Image point annotation entries:
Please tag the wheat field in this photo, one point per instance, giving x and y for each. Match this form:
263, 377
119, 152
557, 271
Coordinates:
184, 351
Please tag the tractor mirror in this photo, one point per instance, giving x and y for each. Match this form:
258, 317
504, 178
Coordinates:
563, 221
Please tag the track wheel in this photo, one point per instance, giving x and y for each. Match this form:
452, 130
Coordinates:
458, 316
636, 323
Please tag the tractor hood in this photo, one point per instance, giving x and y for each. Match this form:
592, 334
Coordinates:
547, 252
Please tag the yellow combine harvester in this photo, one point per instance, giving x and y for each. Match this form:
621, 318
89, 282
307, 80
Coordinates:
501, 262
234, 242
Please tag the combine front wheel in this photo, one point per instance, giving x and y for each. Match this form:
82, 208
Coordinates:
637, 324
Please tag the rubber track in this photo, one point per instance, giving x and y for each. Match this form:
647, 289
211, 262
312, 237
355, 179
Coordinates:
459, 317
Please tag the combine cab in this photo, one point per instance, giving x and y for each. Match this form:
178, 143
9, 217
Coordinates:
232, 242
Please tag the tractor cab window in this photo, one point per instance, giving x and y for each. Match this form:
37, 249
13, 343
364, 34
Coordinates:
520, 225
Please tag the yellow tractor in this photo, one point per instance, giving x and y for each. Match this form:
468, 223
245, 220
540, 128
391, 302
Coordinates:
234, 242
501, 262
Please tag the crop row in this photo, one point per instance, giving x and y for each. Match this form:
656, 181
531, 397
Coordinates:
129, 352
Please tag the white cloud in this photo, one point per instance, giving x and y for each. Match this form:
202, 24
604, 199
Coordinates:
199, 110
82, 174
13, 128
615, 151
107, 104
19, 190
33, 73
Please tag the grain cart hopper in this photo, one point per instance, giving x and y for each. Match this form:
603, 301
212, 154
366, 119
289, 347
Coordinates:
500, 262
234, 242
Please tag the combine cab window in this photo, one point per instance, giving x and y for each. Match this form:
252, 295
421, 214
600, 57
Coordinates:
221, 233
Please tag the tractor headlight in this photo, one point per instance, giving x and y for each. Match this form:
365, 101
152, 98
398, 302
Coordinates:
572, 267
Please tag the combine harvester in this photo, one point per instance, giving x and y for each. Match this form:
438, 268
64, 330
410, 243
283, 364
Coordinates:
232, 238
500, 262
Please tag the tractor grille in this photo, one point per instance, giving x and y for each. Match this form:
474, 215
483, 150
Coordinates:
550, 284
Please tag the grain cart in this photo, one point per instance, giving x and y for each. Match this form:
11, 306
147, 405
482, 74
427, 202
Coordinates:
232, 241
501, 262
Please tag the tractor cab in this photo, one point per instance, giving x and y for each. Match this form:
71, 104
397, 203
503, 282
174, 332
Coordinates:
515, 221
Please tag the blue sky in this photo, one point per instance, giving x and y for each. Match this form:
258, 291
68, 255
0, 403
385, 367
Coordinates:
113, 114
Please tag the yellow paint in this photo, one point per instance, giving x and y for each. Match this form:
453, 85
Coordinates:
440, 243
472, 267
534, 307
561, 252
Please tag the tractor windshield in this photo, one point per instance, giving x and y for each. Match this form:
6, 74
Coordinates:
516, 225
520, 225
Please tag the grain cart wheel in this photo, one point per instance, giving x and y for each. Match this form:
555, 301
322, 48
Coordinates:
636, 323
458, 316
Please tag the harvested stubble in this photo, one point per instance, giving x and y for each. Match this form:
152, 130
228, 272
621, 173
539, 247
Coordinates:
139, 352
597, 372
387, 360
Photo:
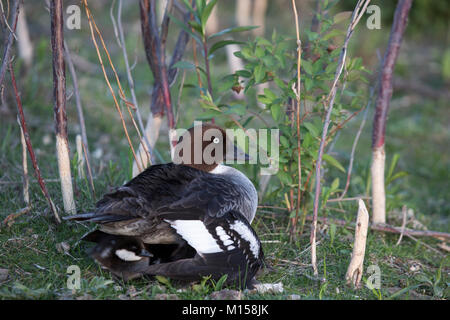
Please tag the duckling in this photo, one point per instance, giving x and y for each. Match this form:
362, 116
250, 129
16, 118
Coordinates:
199, 203
123, 256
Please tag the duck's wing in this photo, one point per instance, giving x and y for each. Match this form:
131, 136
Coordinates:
138, 198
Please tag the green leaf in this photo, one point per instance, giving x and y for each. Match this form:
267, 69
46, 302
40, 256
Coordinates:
221, 44
307, 66
197, 27
308, 84
231, 30
183, 65
335, 184
185, 28
259, 73
275, 109
332, 161
238, 109
264, 99
188, 5
333, 33
284, 141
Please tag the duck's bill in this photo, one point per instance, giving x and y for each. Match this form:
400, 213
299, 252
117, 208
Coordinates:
145, 253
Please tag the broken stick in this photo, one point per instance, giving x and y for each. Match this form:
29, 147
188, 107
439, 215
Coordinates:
355, 268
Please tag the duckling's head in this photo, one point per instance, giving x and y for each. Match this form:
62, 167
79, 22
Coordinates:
113, 248
206, 146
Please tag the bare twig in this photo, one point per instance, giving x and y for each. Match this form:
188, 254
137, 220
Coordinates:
382, 108
80, 157
76, 91
26, 183
356, 16
297, 95
9, 220
147, 147
355, 268
7, 51
30, 148
116, 103
59, 97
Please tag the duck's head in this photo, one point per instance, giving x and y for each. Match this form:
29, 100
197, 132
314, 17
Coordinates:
206, 146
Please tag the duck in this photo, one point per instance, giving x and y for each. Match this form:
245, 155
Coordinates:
202, 206
123, 256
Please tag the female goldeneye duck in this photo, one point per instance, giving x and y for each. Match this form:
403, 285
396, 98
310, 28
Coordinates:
197, 203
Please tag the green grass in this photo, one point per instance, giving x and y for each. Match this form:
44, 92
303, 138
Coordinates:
38, 270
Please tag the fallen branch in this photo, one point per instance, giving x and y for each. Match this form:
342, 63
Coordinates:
154, 45
297, 95
355, 268
381, 111
376, 227
355, 143
404, 210
9, 220
30, 148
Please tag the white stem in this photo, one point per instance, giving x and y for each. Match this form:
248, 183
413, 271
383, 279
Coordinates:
355, 268
62, 152
378, 193
26, 194
80, 157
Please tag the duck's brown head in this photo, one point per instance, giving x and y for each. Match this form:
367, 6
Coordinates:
206, 146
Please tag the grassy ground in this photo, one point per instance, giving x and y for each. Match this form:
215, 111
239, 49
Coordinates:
31, 248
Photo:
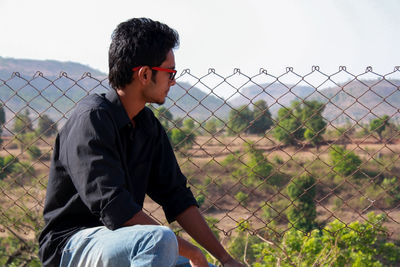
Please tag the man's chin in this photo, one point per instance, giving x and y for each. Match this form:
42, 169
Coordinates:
160, 102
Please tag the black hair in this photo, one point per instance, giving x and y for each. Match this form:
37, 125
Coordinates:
138, 42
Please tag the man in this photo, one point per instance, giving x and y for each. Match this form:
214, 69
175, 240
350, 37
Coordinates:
110, 153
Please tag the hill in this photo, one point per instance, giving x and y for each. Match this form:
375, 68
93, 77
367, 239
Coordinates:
55, 94
359, 100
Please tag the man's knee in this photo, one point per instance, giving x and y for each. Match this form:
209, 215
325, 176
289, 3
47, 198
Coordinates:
164, 237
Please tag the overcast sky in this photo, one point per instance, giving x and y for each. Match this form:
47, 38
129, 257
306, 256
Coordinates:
219, 34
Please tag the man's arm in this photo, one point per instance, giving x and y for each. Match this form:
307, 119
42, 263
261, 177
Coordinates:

What is being asked
Reproduce exactly the lines from the one containing "Please tag the black" through the last line of the records above, including both, and nothing else.

Solution below
Please tag the black hair in this photo, one point per instance, giving x and y for each. Match this form:
37, 125
Coordinates:
138, 42
Please tag the man in this photo, one point per instance, giving x and y for each. Match this form:
214, 69
175, 240
350, 37
Coordinates:
110, 153
Please tag the hill in this photo, one point per instance, giving x and y for each. Match this form:
375, 68
93, 77
367, 239
Coordinates:
55, 94
359, 100
Please tag the man's knee in this photo, one point per instance, giving x and y for each. Match this form:
209, 215
325, 176
289, 3
47, 198
Coordinates:
164, 237
Please tag the overcast sky in this photo, one point per instance, giving x and y for each. Match this form:
47, 38
129, 257
306, 256
Coordinates:
219, 34
Please tag the man's arm in this photo, one point per instance, giving x and y for each. Match this form:
307, 119
42, 263
261, 177
Coordinates:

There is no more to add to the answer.